● DATA ROWS
┄┄┄┄┄┄┄┄┄┄
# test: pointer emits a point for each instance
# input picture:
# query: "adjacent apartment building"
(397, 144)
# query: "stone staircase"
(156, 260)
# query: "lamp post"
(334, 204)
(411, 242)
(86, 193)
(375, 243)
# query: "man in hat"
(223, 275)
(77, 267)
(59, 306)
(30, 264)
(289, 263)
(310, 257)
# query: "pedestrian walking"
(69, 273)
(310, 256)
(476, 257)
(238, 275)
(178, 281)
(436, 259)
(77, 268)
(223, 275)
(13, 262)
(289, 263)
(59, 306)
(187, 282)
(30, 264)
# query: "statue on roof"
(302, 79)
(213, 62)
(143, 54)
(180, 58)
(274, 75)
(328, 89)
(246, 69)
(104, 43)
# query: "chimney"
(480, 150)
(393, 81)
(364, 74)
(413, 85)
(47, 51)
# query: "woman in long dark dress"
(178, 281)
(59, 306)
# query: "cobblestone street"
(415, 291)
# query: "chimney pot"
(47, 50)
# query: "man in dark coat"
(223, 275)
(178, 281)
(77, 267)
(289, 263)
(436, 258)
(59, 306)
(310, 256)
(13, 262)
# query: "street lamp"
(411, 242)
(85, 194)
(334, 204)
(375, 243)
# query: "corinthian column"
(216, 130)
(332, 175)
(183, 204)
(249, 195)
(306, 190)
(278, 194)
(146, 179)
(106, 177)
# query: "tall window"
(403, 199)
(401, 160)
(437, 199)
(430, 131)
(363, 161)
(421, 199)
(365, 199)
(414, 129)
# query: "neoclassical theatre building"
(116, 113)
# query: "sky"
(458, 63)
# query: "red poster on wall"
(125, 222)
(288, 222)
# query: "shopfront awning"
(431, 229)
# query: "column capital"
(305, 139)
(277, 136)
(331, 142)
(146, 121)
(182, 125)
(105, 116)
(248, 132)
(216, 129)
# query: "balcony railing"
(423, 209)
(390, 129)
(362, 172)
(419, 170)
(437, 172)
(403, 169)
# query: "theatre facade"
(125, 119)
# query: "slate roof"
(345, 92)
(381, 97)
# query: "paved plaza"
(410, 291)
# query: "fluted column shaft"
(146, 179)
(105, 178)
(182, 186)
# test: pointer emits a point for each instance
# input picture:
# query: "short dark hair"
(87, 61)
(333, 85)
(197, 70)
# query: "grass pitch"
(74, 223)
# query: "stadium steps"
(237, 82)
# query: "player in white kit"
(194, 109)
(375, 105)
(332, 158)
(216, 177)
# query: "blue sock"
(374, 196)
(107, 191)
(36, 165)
┄┄┄┄┄┄┄┄┄┄
Write out the full set of records exactly as given.

# test: pointer emits a point for each instance
# input picture:
# query: "adjacent apartment building"
(397, 144)
# query: "stone staircase"
(156, 260)
# query: "lamp post"
(334, 204)
(411, 242)
(86, 193)
(375, 243)
# query: "man in hat"
(223, 275)
(77, 267)
(59, 306)
(30, 264)
(289, 263)
(310, 257)
# query: "pedestrian walking"
(69, 273)
(310, 256)
(476, 257)
(238, 275)
(178, 281)
(436, 259)
(77, 268)
(223, 275)
(13, 262)
(289, 263)
(59, 306)
(187, 282)
(30, 264)
# query: "statue on roof"
(302, 79)
(213, 62)
(143, 54)
(180, 58)
(274, 75)
(328, 89)
(246, 69)
(104, 43)
# query: "chimney"
(480, 150)
(393, 81)
(364, 74)
(413, 85)
(47, 51)
# query: "woman in long dark dress"
(178, 281)
(59, 306)
# query: "cobblestone street"
(415, 291)
# query: "chimney pot"
(47, 50)
# query: "man in dark coat"
(223, 275)
(178, 281)
(77, 267)
(289, 263)
(436, 258)
(59, 306)
(310, 256)
(13, 262)
# query: "street lamp"
(411, 242)
(85, 194)
(334, 204)
(375, 243)
# query: "corinthian column"
(216, 130)
(332, 175)
(183, 204)
(249, 195)
(306, 190)
(278, 194)
(146, 179)
(106, 177)
# query: "tall window"
(403, 199)
(401, 160)
(437, 199)
(430, 131)
(363, 161)
(421, 199)
(365, 199)
(414, 129)
# query: "neoclassical theatre building"
(116, 113)
# query: "sky"
(458, 63)
# query: "red poster on wall"
(125, 222)
(288, 222)
# query: "shopfront awning"
(431, 229)
# query: "column capital"
(305, 139)
(277, 136)
(331, 142)
(146, 121)
(182, 125)
(105, 116)
(248, 132)
(216, 129)
# query: "balcony railing"
(423, 209)
(390, 129)
(362, 172)
(419, 170)
(437, 172)
(403, 169)
# query: "theatre facade"
(125, 119)
# query: "slate roof"
(345, 92)
(381, 97)
# query: "paved plaza"
(410, 291)
# query: "fluted column shaft"
(146, 179)
(105, 178)
(182, 186)
# test: pointer emits a point for each instance
# input picture:
# query: "short dark hair"
(87, 61)
(333, 85)
(197, 70)
# query: "grass pitch"
(74, 223)
# query: "stadium steps"
(237, 82)
# query: "player in white kit"
(194, 109)
(375, 105)
(332, 158)
(216, 177)
# query: "blue sock"
(374, 196)
(107, 191)
(36, 165)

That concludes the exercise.